** REQUIRED ACTION **
Output each record below exactly, leaving any picture out of the copy.

** AVAILABLE DATA **

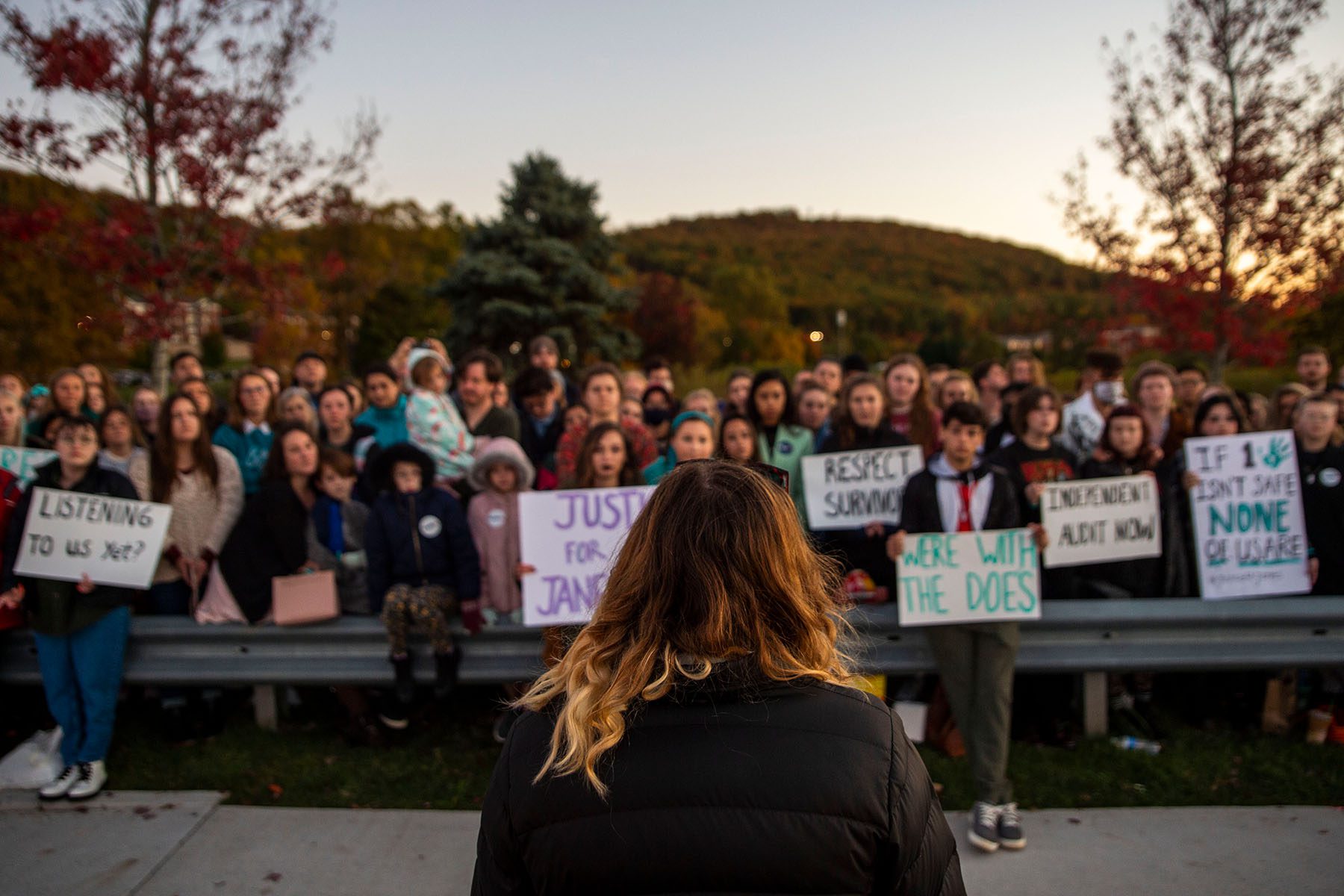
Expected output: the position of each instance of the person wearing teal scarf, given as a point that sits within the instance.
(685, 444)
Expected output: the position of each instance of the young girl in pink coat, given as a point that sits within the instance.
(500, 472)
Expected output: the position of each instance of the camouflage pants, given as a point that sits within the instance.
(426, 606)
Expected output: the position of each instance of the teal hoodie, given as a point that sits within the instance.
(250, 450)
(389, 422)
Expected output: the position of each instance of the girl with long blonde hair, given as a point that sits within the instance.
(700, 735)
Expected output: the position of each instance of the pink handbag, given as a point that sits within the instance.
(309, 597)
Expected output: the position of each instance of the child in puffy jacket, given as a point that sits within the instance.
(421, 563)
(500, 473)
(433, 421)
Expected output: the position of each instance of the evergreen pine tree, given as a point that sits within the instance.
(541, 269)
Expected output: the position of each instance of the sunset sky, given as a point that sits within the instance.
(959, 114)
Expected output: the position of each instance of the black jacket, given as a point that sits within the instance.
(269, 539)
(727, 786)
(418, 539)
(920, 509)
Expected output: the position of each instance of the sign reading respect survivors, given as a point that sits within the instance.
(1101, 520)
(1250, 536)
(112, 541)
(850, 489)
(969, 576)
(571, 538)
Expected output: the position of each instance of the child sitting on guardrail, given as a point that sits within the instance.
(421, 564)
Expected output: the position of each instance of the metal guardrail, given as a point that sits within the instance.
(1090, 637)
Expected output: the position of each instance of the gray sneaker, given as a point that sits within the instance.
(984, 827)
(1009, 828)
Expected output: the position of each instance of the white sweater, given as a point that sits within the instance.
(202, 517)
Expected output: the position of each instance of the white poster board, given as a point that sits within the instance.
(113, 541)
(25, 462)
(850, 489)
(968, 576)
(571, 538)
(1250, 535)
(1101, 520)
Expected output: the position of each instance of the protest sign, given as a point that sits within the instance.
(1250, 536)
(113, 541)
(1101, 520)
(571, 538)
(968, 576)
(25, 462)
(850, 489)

** OUTPUT **
Expected output: the position of each instance of the person wearing teal scarf, given as a point that sits within the instance.
(685, 444)
Expected output: the position of each instance of the young girl in pink coat, given as a point that sits within the instance.
(500, 472)
Expected output: the position of each instance of the camouflage pants, given as a point that sits within the instance.
(426, 606)
Expected output: the position of each instance of the teal hoodie, given as a point that sits within the instance.
(250, 450)
(389, 422)
Expected output: the position of each instance of the girl with long blonde hair, given as a point that sits within the instance.
(700, 735)
Expected output: the position of each instance of the pink handbag, given as a point that sits within the instance.
(309, 597)
Expected output: the position of each instance of the child in puffy jacket, given as a point that sits within the instance.
(421, 563)
(500, 473)
(433, 421)
Expected output: the position of each instance of the evergreen pine tree, given as a point that sits within the instance.
(541, 269)
Expected output: the position of each instance of the sunset sky, given as a point that sits within the instance.
(959, 114)
Expected output: the position of each instance of the black jacket, given as a point that sits within the instance.
(269, 539)
(727, 786)
(418, 539)
(920, 509)
Expected output: the position of each instance of the sign reading respect survivors, given as a point that sits within the instance.
(1101, 520)
(1250, 536)
(112, 541)
(850, 489)
(969, 576)
(571, 538)
Expected output: the position of each instance of the child sitting on guardrail, given as a point that sits within the instance.
(421, 564)
Expected output: the position of each instance of the metal guardrail, given as a point that sits within the instance.
(1090, 637)
Expected output: the position of each instance of the gray sneaker, given as a point that sits within the instance.
(984, 827)
(1009, 828)
Expected output: the position of each instance of the white sweater, given as a point that sits within the instance.
(202, 517)
Expected output: the position of each instance of the white poster board, given as a point that sits within the instance.
(113, 541)
(25, 462)
(850, 489)
(968, 576)
(571, 538)
(1250, 535)
(1101, 520)
Expected output: the position of each instance of the protest sign, given as a point that sits within the instance.
(1250, 536)
(113, 541)
(1101, 520)
(571, 538)
(968, 576)
(25, 462)
(850, 489)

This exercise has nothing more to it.